--- Start GIVEN DATA ---
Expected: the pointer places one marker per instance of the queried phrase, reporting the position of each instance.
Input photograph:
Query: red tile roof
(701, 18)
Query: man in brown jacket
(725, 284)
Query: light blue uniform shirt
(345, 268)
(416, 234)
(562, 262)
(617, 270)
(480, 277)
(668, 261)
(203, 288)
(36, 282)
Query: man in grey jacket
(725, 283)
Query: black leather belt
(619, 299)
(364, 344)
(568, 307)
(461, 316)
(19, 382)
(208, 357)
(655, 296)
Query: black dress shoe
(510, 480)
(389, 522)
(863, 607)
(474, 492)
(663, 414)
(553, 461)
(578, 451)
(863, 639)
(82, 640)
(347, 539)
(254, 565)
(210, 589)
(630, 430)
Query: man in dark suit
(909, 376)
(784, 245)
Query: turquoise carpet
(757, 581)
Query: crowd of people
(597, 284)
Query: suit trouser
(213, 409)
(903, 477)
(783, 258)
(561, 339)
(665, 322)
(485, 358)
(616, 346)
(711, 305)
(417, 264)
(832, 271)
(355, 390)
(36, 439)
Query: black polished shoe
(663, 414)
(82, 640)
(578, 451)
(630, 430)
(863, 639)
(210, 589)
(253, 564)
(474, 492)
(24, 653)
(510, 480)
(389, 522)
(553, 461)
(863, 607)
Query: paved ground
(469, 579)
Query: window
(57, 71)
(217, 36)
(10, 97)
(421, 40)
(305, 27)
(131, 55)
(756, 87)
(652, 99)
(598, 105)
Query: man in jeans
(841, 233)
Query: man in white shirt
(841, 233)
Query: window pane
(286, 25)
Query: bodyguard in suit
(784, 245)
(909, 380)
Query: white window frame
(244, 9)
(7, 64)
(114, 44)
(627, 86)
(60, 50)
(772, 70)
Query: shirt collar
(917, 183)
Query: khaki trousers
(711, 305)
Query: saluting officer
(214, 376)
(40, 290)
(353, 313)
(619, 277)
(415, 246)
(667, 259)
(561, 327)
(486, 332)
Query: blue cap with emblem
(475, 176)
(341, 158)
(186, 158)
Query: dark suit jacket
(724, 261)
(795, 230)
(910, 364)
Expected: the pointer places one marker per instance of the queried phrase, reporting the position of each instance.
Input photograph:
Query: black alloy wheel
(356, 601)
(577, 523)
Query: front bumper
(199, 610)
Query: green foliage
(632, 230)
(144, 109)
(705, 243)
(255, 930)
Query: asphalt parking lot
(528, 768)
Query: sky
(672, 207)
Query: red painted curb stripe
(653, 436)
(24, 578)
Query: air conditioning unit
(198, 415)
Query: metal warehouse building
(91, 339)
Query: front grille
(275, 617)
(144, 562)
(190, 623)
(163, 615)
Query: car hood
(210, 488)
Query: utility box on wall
--- End GIVEN DATA ---
Turn every line of the data above into a numbered list, leaving out any blank lines.

• REPLY TO THE TASK:
1. Expected: the pointer places one marker per instance of the queried phrase, reporting the position of each instance.
2. Input photograph:
3. Query: red tile roof
4. (701, 18)
5. Query: man in brown jacket
6. (725, 284)
7. Query: light blue uniform shirt
8. (345, 268)
9. (416, 234)
10. (562, 262)
11. (617, 270)
12. (480, 277)
13. (668, 261)
14. (203, 288)
15. (36, 282)
16. Query: man in grey jacket
17. (725, 283)
18. Query: black leather belt
19. (619, 299)
20. (364, 344)
21. (568, 307)
22. (461, 316)
23. (19, 382)
24. (208, 357)
25. (655, 296)
26. Query: black dress shoe
27. (510, 480)
28. (389, 522)
29. (863, 607)
30. (474, 492)
31. (663, 414)
32. (553, 461)
33. (578, 451)
34. (863, 639)
35. (82, 640)
36. (347, 539)
37. (254, 565)
38. (210, 589)
39. (630, 430)
40. Query: man in dark suit
41. (909, 376)
42. (784, 245)
43. Query: turquoise carpet
44. (757, 581)
45. Query: crowd of people
46. (597, 284)
47. Query: suit trouser
48. (213, 409)
49. (903, 477)
50. (783, 258)
51. (561, 339)
52. (665, 322)
53. (485, 358)
54. (616, 346)
55. (711, 305)
56. (417, 264)
57. (832, 271)
58. (355, 390)
59. (36, 439)
60. Query: black polished shoe
61. (663, 414)
62. (82, 640)
63. (578, 451)
64. (630, 430)
65. (863, 639)
66. (210, 589)
67. (253, 564)
68. (474, 492)
69. (24, 653)
70. (510, 480)
71. (389, 522)
72. (553, 461)
73. (863, 607)
74. Query: paved ground
75. (469, 579)
76. Query: window
77. (57, 71)
78. (217, 36)
79. (10, 97)
80. (421, 40)
81. (305, 27)
82. (131, 55)
83. (756, 87)
84. (652, 99)
85. (598, 105)
86. Query: man in jeans
87. (841, 233)
88. Query: man in white shirt
89. (841, 233)
90. Query: window pane
91. (286, 25)
92. Query: bodyguard in suit
93. (784, 245)
94. (909, 380)
95. Query: white window frame
96. (244, 9)
97. (7, 64)
98. (114, 44)
99. (627, 86)
100. (60, 50)
101. (772, 70)
102. Query: shirt collar
103. (917, 183)
104. Query: khaki trousers
105. (711, 305)
106. Query: saluting officer
107. (214, 376)
108. (40, 290)
109. (353, 313)
110. (619, 277)
111. (415, 246)
112. (667, 259)
113. (561, 327)
114. (486, 332)
115. Query: blue cap with emblem
116. (475, 176)
117. (341, 158)
118. (186, 158)
119. Query: dark suit jacket
120. (724, 261)
121. (795, 230)
122. (910, 364)
123. Expected: the pointer places one marker per instance of the queried phrase, reporting the position of each instance.
124. Input photograph:
125. Query: black alloy wheel
126. (356, 601)
127. (577, 523)
128. Query: front bumper
129. (199, 610)
130. Query: green foliage
131. (632, 230)
132. (144, 109)
133. (705, 243)
134. (255, 930)
135. Query: asphalt parking lot
136. (528, 768)
137. Query: sky
138. (672, 207)
139. Query: red painted curb stripe
140. (653, 436)
141. (24, 578)
142. Query: air conditioning unit
143. (198, 415)
144. Query: metal warehouse building
145. (91, 339)
146. Query: front grille
147. (275, 617)
148. (144, 562)
149. (190, 623)
150. (163, 615)
151. Query: car hood
152. (210, 488)
153. Query: utility box on wall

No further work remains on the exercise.